━━ Selected excerpt
Those plans are in the process of being finalised. I am grateful to the officers of the council for the hard work they are devoting to drawing them up, just as I am encouraged by the way in which the council’s political leadership is now working with me on a cross-party basis to promote them. The plans include a series of redesigned junctions, as well as a new relief road from the Longlands roundabout to Ladgate Lane, which will cut out a key stretch of the crawl past the hospital and allow a second point of access to the rear of the hospital complex, which I believe will make a great deal of sense.

It is important that those plans carry the maximum level of community support. We will only have one shot at getting this right. Quite reasonably, it is an issue that arouses strong feelings, particularly where planning is concerned. I want to thank everybody who joined me at the packed Marton West Community Council a few weeks ago, and I know there will be a large turnout at the meeting this Friday night at Nunthorpe Methodist church, where I will provide an update on the latest news.

One of the key debates is over the planned redesign of the Southern Cross junction, the first element of reform proposals that has been brought forward for public consultation. Concerns have been raised about aspects of those plans, in particular whether they will simply displace some of the current traffic congestion into Coulby Newham, and whether homes on Dixons Bank will be blighted by access difficulties or by the removal of trees screening properties where the road will be widened.
━━━━
━━ Record set
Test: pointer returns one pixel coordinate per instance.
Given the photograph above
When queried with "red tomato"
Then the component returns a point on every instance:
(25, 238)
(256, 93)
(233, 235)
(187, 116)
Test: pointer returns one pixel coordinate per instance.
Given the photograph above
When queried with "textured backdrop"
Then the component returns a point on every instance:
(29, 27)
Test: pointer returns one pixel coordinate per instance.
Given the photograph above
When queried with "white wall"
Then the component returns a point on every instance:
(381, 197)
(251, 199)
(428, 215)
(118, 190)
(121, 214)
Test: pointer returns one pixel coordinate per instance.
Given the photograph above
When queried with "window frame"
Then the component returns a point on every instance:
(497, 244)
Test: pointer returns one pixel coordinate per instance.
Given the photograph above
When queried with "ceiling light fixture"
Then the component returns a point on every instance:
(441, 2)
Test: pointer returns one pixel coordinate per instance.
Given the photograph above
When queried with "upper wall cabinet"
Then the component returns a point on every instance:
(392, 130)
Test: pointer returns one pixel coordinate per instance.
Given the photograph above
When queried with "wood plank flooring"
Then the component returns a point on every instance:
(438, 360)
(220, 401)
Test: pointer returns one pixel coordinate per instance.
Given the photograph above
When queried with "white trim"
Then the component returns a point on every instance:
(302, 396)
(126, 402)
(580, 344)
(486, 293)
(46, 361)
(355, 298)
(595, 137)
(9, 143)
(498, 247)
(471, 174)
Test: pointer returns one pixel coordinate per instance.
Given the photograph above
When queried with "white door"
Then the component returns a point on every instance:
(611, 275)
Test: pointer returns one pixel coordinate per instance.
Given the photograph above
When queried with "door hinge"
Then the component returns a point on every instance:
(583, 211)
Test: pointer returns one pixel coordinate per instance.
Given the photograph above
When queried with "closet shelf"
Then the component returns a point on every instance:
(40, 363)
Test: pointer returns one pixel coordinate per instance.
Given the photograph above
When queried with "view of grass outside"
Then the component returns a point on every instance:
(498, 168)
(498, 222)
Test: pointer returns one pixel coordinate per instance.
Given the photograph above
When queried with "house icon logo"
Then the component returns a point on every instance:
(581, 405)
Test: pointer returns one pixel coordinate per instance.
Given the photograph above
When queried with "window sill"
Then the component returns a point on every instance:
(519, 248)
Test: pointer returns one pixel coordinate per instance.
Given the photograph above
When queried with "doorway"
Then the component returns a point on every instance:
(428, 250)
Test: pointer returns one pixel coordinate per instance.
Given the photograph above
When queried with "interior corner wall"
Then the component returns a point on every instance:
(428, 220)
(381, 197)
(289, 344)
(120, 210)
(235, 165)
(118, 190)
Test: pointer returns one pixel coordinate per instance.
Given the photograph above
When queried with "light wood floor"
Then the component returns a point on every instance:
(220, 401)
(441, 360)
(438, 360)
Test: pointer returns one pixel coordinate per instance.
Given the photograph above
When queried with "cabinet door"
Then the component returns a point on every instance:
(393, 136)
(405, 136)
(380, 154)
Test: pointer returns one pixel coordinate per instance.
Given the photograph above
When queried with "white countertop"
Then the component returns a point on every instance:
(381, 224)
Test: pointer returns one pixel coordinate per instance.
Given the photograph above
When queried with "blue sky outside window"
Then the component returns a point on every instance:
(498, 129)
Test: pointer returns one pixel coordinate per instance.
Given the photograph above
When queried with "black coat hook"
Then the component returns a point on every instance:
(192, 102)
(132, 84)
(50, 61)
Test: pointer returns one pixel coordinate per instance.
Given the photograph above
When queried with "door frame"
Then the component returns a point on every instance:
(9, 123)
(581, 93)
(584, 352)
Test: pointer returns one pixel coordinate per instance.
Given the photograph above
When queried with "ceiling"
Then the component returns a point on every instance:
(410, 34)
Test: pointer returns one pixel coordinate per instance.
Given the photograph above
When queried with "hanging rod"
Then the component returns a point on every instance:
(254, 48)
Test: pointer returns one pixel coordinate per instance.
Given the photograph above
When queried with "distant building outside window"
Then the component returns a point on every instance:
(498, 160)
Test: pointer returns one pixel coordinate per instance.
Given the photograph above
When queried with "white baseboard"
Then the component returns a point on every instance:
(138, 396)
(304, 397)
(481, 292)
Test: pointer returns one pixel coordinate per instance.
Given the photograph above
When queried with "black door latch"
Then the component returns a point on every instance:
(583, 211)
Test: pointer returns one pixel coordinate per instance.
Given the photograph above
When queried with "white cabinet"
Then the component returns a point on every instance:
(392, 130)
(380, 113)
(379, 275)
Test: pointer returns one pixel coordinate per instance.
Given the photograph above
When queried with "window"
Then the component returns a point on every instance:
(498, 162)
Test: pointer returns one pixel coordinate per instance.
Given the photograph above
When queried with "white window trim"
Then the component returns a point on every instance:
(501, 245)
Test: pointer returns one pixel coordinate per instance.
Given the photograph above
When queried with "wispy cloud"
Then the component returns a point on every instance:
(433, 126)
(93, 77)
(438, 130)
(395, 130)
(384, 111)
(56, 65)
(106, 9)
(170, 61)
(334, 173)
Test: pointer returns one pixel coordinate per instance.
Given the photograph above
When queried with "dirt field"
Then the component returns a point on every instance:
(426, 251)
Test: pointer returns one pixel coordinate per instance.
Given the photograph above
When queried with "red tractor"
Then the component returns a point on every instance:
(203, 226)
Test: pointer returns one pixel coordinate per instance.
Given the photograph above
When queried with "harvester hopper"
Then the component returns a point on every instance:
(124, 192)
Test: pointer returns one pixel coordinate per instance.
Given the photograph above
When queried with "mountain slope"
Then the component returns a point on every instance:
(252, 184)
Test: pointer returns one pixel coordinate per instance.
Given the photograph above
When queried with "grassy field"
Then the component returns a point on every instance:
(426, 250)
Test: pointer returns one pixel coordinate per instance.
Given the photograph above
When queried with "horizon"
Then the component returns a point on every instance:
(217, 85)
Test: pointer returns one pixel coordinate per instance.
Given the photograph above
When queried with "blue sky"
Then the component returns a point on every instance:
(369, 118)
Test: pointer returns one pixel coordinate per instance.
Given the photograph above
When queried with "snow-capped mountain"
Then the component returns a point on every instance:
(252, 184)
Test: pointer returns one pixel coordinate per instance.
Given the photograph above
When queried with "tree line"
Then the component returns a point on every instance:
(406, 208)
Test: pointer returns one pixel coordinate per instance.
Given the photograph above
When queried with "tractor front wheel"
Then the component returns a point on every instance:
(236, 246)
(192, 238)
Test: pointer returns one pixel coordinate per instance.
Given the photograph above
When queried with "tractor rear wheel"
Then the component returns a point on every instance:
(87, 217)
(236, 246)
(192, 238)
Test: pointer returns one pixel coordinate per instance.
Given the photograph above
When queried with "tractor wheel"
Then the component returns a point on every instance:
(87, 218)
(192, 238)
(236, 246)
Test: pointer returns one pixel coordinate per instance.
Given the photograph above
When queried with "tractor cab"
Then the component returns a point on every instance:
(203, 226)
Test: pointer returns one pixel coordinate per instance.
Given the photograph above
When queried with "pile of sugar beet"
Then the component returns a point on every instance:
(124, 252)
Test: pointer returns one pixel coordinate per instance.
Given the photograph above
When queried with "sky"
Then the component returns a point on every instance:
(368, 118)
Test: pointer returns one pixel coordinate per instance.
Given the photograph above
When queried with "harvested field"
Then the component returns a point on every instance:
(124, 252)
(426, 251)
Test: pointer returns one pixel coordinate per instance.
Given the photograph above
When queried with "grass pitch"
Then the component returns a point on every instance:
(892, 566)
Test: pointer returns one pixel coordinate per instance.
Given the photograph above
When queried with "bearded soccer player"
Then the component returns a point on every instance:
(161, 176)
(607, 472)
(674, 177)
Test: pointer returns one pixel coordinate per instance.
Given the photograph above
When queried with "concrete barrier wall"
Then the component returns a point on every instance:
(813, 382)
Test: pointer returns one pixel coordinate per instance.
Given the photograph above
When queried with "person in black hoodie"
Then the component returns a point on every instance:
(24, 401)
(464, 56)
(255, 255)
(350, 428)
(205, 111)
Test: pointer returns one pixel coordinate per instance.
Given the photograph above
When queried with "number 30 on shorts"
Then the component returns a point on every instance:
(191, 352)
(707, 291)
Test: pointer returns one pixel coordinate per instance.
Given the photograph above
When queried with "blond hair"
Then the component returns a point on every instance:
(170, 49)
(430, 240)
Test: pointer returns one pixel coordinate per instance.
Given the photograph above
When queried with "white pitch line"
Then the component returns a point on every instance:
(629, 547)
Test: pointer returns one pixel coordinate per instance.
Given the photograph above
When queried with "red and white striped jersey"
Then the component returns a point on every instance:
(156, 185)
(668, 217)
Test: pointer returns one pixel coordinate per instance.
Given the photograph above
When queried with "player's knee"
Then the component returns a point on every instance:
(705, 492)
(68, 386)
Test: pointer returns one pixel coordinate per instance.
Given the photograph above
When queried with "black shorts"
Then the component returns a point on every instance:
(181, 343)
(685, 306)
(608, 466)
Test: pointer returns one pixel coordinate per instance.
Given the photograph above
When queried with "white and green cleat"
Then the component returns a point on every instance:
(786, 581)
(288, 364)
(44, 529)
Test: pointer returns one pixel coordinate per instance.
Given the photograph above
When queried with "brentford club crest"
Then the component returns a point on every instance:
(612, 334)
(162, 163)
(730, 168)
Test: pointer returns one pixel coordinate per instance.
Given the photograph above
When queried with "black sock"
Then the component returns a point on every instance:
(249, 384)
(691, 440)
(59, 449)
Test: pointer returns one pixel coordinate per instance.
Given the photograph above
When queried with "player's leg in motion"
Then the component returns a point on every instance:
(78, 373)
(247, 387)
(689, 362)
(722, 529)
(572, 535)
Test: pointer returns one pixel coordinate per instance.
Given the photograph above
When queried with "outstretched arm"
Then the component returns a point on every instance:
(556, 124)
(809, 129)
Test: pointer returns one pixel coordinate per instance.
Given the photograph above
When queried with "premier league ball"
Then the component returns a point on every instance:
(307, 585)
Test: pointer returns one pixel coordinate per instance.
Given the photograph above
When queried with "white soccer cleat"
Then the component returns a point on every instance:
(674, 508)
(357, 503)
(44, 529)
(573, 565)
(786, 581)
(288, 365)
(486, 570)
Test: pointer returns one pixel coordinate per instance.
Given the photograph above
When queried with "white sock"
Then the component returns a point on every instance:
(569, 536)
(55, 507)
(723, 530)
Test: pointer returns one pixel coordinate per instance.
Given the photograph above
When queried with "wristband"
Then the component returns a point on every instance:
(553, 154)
━━━━
Task to carry out | According to the excerpt about the local road plans, where will the new relief road run from and to?

Expected answer | From the Longlands roundabout to Ladgate Lane.